[Object location annotation data]
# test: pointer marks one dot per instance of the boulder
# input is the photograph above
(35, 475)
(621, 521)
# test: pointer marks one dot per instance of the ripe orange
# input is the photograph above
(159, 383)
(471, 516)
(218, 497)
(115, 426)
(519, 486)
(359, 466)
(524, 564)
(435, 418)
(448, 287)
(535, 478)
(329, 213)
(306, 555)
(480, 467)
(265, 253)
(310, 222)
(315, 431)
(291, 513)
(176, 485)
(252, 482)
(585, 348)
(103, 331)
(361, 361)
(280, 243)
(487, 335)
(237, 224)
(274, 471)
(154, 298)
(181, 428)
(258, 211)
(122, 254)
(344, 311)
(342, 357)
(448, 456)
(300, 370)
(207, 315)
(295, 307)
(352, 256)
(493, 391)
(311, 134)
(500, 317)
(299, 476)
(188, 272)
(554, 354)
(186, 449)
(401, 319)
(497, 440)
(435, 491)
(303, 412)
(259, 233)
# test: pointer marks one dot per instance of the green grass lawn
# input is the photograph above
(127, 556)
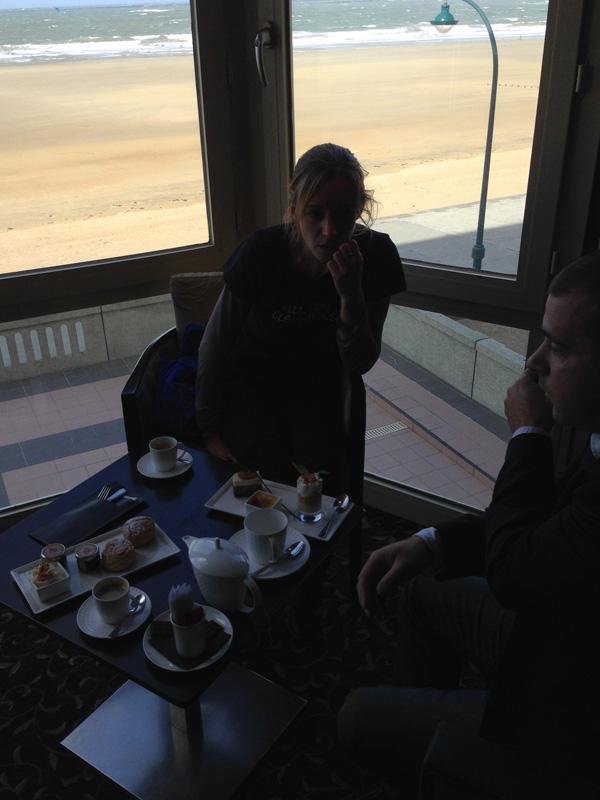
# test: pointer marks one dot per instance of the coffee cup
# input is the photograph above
(112, 598)
(165, 451)
(190, 640)
(266, 530)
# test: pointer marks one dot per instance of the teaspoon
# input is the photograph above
(340, 504)
(291, 551)
(136, 604)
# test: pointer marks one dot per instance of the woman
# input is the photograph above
(303, 303)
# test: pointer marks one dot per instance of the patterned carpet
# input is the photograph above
(48, 688)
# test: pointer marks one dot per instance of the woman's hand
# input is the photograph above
(346, 269)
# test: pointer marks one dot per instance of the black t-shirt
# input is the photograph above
(292, 316)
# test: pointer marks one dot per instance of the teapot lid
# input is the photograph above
(219, 558)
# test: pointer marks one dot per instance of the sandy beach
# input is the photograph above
(121, 173)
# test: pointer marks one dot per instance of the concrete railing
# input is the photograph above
(479, 367)
(33, 347)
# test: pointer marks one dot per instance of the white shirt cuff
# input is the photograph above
(529, 429)
(429, 536)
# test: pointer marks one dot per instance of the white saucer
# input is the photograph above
(286, 566)
(89, 620)
(147, 468)
(161, 660)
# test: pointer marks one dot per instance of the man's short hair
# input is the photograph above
(581, 277)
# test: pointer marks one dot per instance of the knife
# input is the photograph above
(116, 495)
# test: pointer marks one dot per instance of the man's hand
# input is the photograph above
(390, 566)
(526, 404)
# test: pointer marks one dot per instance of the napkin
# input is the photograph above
(162, 639)
(85, 519)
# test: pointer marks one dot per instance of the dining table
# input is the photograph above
(168, 731)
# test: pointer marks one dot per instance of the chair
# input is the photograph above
(460, 765)
(194, 297)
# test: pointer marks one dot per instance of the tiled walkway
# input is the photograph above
(59, 429)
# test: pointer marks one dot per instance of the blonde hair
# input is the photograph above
(322, 163)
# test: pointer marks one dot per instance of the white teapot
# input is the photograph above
(221, 569)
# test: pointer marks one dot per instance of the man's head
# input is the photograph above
(568, 360)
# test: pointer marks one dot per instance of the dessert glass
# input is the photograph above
(310, 497)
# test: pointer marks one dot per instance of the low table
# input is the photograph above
(202, 732)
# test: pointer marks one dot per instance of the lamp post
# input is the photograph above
(444, 23)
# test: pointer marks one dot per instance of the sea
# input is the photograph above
(92, 31)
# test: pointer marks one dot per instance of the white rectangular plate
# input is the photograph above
(82, 582)
(223, 500)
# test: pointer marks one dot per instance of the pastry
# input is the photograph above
(117, 555)
(245, 483)
(139, 530)
(263, 500)
(49, 579)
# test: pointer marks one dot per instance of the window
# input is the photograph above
(105, 124)
(415, 108)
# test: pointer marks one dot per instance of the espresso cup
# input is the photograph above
(112, 598)
(266, 530)
(165, 452)
(190, 640)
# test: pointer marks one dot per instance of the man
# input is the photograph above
(514, 592)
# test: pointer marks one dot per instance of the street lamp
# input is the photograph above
(444, 23)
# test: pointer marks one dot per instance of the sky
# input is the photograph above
(16, 4)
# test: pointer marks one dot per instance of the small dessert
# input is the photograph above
(55, 552)
(49, 579)
(117, 555)
(87, 557)
(310, 494)
(245, 483)
(139, 530)
(262, 499)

_Exercise prompt_. Please lay out all of the material above as a JSON list of strings, one string per line, with blank lines skipped and the pictures left out.

_Exercise output_.
[
  "# test: pointer marks one dot per instance of the boulder",
  "# input is the photograph above",
  "(35, 475)",
  "(621, 521)",
  "# test: pointer marks one dot per instance of the ripe orange",
  "# input is the photograph above",
  "(159, 383)",
  "(471, 516)",
  "(218, 497)",
  "(115, 426)",
  "(519, 486)",
  "(359, 466)",
  "(524, 564)",
  "(435, 418)",
  "(448, 287)",
  "(535, 478)",
  "(329, 213)",
  "(306, 555)",
  "(480, 467)",
  "(265, 253)",
  "(310, 222)",
  "(315, 431)",
  "(291, 513)",
  "(176, 485)",
  "(252, 482)",
  "(585, 348)",
  "(103, 331)",
  "(361, 361)",
  "(280, 243)",
  "(487, 335)",
  "(237, 224)",
  "(274, 471)",
  "(154, 298)",
  "(181, 428)",
  "(258, 211)",
  "(122, 254)",
  "(344, 311)",
  "(342, 357)",
  "(448, 456)",
  "(300, 370)",
  "(207, 315)",
  "(295, 307)",
  "(352, 256)",
  "(493, 391)",
  "(311, 134)",
  "(500, 317)",
  "(299, 476)",
  "(188, 272)",
  "(554, 354)",
  "(186, 449)",
  "(401, 319)",
  "(497, 440)",
  "(435, 491)",
  "(303, 412)",
  "(259, 233)",
  "# test: pointer marks one dot per instance of the green grass lawn",
  "# input is the photograph above",
  "(127, 556)",
  "# test: pointer marks one dot per instance of the coffee cup",
  "# input is the photograph above",
  "(112, 598)",
  "(165, 451)",
  "(190, 640)",
  "(266, 530)",
  "# test: pointer marks one dot per instance of the teaspoon",
  "# input is the photograph above",
  "(340, 504)",
  "(291, 551)",
  "(136, 604)",
  "# test: pointer marks one dot per instance of the woman",
  "# input is the photograph above",
  "(303, 303)",
  "# test: pointer marks one dot per instance of the patterned carpet",
  "# input is the photograph above",
  "(48, 688)",
  "# test: pointer marks one dot per instance of the woman's hand",
  "# input is the photograph above",
  "(346, 269)",
  "# test: pointer marks one dot per instance of the black t-shirt",
  "# input is the photograph above",
  "(292, 316)",
  "# test: pointer marks one dot per instance of the teapot lid",
  "# input is the photograph above",
  "(219, 558)",
  "# test: pointer marks one dot per instance of the sandy beach",
  "# input is the photograph above",
  "(121, 173)",
  "# test: pointer marks one dot per instance of the concrete railing",
  "# input is the photograph above",
  "(479, 367)",
  "(33, 347)",
  "# test: pointer marks one dot per instance of the white shirt cuff",
  "# input is the photograph above",
  "(529, 429)",
  "(429, 536)",
  "# test: pointer marks one dot per instance of the white saucer",
  "# input is the photograph above",
  "(286, 566)",
  "(89, 620)",
  "(147, 468)",
  "(161, 660)",
  "# test: pointer marks one dot per instance of the man's short hair",
  "# input is the photograph above",
  "(581, 277)",
  "# test: pointer marks one dot per instance of the knife",
  "# input is the photograph above",
  "(116, 495)",
  "# test: pointer marks one dot per instance of the man's hand",
  "# input is the photograph above",
  "(390, 566)",
  "(526, 404)",
  "# test: pointer marks one dot per instance of the napkin",
  "# input is the photograph above",
  "(162, 639)",
  "(85, 519)",
  "# test: pointer marks one dot per instance of the dining table",
  "# input is the photograph above",
  "(168, 731)",
  "# test: pointer marks one dot per instance of the chair",
  "# input is the photograph above",
  "(460, 765)",
  "(194, 297)",
  "# test: pointer marks one dot per instance of the tiled walkway",
  "# input is the photograph above",
  "(59, 429)",
  "# test: pointer marks one dot per instance of the blonde hair",
  "# input is the photograph above",
  "(322, 163)",
  "# test: pointer marks one dot per instance of the white teapot",
  "# input is the photograph above",
  "(221, 569)",
  "# test: pointer marks one dot per instance of the man's head",
  "# input is the photograph above",
  "(568, 360)",
  "# test: pointer marks one dot per instance of the dessert glass",
  "# input is the photograph above",
  "(310, 497)",
  "# test: pointer marks one dot per instance of the low table",
  "# input is the photograph above",
  "(202, 732)",
  "# test: pointer marks one dot per instance of the lamp post",
  "# input is the photograph above",
  "(444, 23)",
  "# test: pointer marks one dot per instance of the sea",
  "# input is the photograph above",
  "(92, 31)",
  "# test: pointer marks one dot per instance of the white rectangular plate",
  "# input is the photograph above",
  "(82, 582)",
  "(223, 500)",
  "# test: pointer marks one dot per instance of the pastry",
  "# input is the photograph above",
  "(117, 555)",
  "(245, 483)",
  "(139, 530)",
  "(263, 500)",
  "(49, 579)",
  "# test: pointer marks one dot per instance of the window",
  "# input is the photograph above",
  "(105, 124)",
  "(415, 108)",
  "# test: pointer marks one dot per instance of the espresso cup",
  "# input is the photograph above",
  "(112, 598)",
  "(266, 530)",
  "(165, 452)",
  "(190, 640)",
  "# test: pointer marks one dot per instance of the man",
  "# input is the photograph above",
  "(514, 592)",
  "# test: pointer marks one dot per instance of the street lamp",
  "# input is the photograph above",
  "(444, 23)",
  "# test: pointer marks one dot per instance of the sky",
  "# input is the photograph above",
  "(16, 4)",
  "# test: pointer marks one dot per instance of the small dessert",
  "# input is the photograph above",
  "(55, 552)",
  "(49, 579)",
  "(117, 555)",
  "(87, 557)",
  "(310, 494)",
  "(245, 483)",
  "(139, 530)",
  "(262, 499)"
]